- _EXERCISE INSTRUCTIONS_: In the passage below about setting up log shipping, which trace flag does it turn on to keep successful backup messages out of the SQL Server error log?
## begin SELECTED PASSAGE
That may seem simple enough; writing the code to handle all that is a little more daunting. A rough outline:

  1. On the primary server (I'll call it BOSS), create a database. Before even thinking about going any further, turn on Trace Flag 3226 to prevent successful backup messages from littering SQL Server's error log.
  2. On BOSS, add a linked server for each secondary (I'll call them PEON1 -> PEON4).
  3. Somewhere accessible to all servers, create a file share to store database/log backups, and ensure the service accounts for each instance have read/write access. Also, each secondary instance needs to have a location specified for the standby file.
  4. In a separate utility database (or MSDB, if you prefer), create tables that will hold configuration information about the database(s), all of the secondaries, and log backup and restore history.
  5. Create stored procedures that will back up the database and restore to the secondaries WITH NORECOVERY, and then apply one log WITH STANDBY, and mark one instance as the current standby secondary. These procedures can also be used to re-initialize the whole log shipping setup in the event anything goes wrong.
  6. Create a job that will run every 15 minutes, to perform the tasks described above:
    • backup the log
    • determine which secondary to apply any unapplied log backups to
    • restore those logs with the appropriate settings
  7. Create a stored procedure (and/or a view?) that will tell the calling application(s) which secondary they should use for any new read-only queries.
  8. Create a cleanup procedure to clear out log backup history for logs that have been applied to all secondaries (and perhaps also to move or purge the files themselves).
  9. Augment the solution with robust error handling and notifications.

Step 1 – create a database

My primary instance is Standard Edition, named .\BOSS. On that instance I create a simple database with one table:

USE [master];
USE UserData;
CREATE TABLE dbo.LastUpdate(EventTime DATETIME2);
INSERT dbo.LastUpdate(EventTime) SELECT SYSDATETIME();

Then I create a SQL Server Agent job that merely updates that timestamp every minute:

UPDATE UserData.dbo.LastUpdate SET EventTime = SYSDATETIME();

That just creates the initial database and simulates activity, allowing us to validate how the log shipping task rotates through each of the readable secondaries. I want to state explicitly that the point of this exercise is not to stress test log shipping or to prove how much volume we can punch through; that is a different exercise altogether.
## end SELECTED PASSAGE
## begin ENTRIES
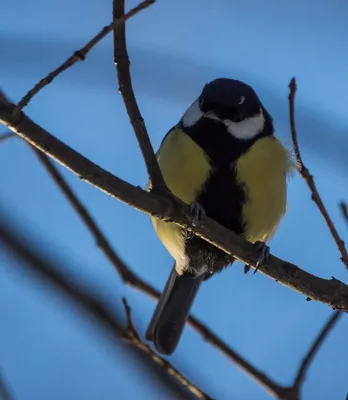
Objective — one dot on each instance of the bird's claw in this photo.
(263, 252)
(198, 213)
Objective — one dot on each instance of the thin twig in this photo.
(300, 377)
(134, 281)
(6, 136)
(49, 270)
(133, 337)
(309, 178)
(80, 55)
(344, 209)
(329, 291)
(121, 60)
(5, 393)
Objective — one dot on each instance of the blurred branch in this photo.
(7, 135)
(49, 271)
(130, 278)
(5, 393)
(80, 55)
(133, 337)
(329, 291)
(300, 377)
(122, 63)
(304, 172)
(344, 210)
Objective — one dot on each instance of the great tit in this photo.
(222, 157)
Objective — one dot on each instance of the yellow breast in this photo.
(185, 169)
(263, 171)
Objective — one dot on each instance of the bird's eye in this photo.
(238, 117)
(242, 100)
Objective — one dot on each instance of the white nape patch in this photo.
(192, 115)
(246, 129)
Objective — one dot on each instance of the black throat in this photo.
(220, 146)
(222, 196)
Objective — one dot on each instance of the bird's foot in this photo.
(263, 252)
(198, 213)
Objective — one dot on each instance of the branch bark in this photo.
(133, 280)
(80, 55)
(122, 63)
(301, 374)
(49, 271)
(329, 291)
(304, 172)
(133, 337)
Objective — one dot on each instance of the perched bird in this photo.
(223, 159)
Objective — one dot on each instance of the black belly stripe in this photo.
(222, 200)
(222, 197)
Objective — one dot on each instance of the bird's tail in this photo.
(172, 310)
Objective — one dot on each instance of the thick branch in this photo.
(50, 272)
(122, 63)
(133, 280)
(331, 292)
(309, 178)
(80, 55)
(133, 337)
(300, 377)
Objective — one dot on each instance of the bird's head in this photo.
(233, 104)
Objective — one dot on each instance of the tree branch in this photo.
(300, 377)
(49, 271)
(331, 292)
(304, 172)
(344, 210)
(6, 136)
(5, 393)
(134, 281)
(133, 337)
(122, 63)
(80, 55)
## end ENTRIES
## begin ENTRIES
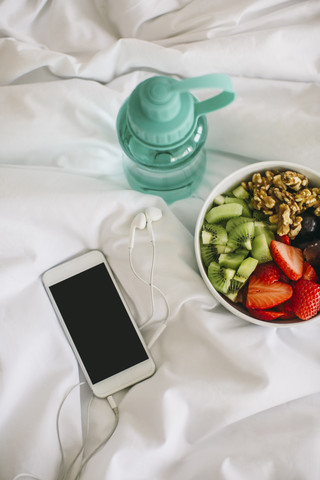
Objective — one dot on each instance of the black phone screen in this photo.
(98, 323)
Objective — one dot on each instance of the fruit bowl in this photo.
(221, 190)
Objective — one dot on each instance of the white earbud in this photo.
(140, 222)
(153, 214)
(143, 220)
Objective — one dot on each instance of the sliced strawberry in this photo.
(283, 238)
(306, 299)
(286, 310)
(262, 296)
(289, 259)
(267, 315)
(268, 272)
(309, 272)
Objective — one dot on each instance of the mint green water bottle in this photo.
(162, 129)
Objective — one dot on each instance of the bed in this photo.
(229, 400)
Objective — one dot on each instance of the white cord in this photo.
## end ENTRIES
- _WRITTEN ANSWER_: Trace Flag 3226